**EXERCISE DATA**
• • • • •

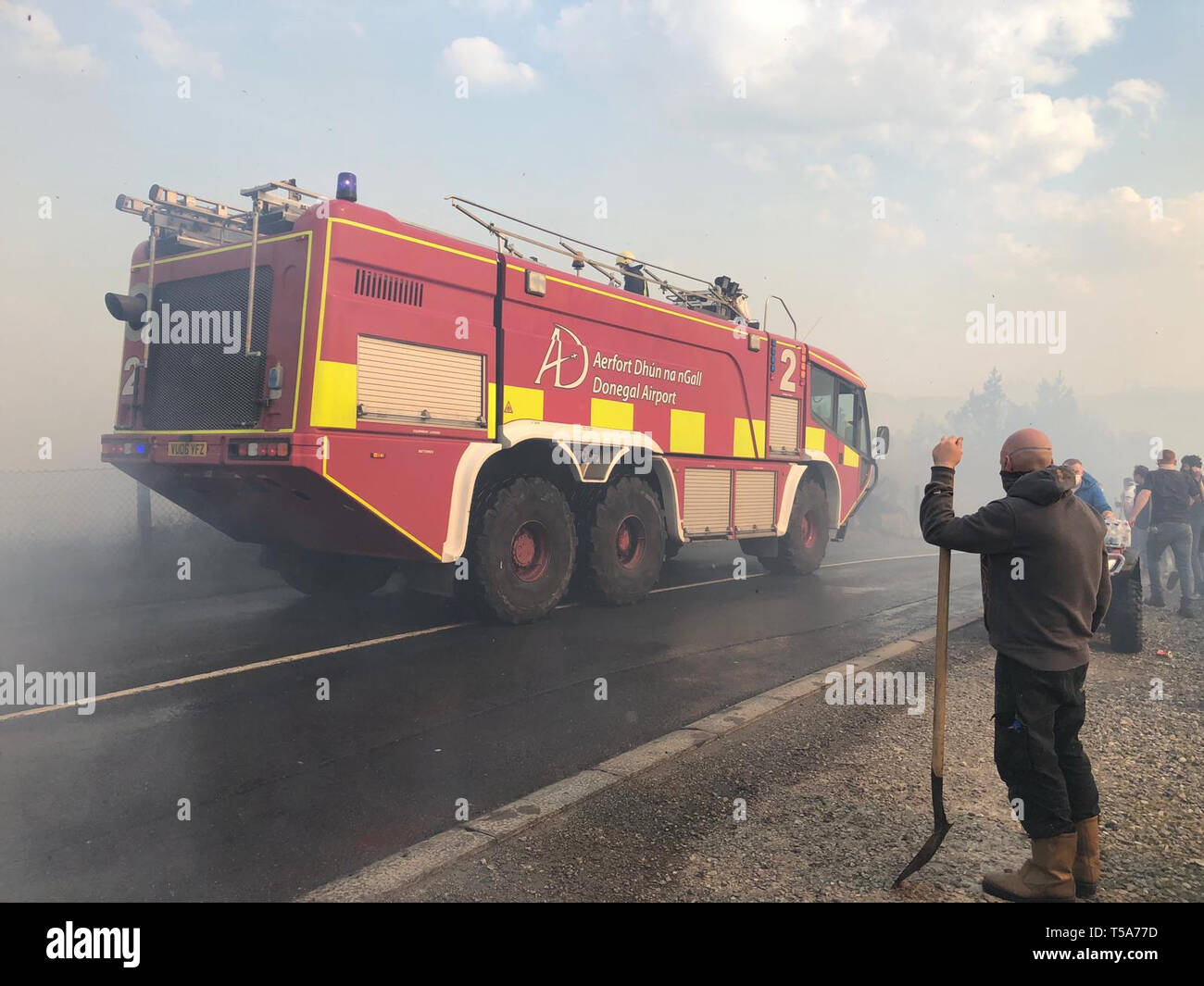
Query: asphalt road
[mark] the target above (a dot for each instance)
(288, 791)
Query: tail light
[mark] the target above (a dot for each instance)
(259, 450)
(124, 448)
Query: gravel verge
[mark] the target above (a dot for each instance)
(837, 798)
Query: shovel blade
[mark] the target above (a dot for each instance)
(926, 852)
(940, 826)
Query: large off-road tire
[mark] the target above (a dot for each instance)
(1124, 612)
(802, 548)
(335, 577)
(521, 550)
(621, 535)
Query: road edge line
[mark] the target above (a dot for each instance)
(394, 873)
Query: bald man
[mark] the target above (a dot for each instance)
(1046, 589)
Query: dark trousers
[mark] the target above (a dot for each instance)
(1178, 537)
(1036, 750)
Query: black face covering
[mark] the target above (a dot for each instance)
(1010, 478)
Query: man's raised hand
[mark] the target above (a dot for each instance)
(947, 452)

• • • • •

**EXERCISE OBJECTIVE**
Would you quote everything above from the line containing "Query: tail light" down to the line containing "Query: large off-road tire"? Include both of those lines and nothing else.

**EXERCISE OUTPUT**
Query: tail light
[mark] the target above (a dot for each instance)
(259, 450)
(124, 448)
Query: gravel verge
[mark] the target above (a dot for each instance)
(837, 798)
Query: shovel blade
[mark] the target above (a dot for each instance)
(926, 852)
(940, 826)
Query: large off-road tire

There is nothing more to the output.